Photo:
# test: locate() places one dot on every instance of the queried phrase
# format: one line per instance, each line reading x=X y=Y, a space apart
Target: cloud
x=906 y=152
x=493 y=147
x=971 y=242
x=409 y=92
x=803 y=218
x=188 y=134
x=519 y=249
====
Direction: Rewrite every line of the items above, leaving the request lines unchanged and increasing each x and y coordinate in the answers by 124.

Worked answer:
Photo:
# test: locate() places one dot on every instance of the queried phrase
# format: one line per instance, each line reading x=X y=Y, a space apart
Target: cloud
x=1030 y=276
x=617 y=271
x=1095 y=366
x=533 y=216
x=927 y=342
x=312 y=258
x=643 y=373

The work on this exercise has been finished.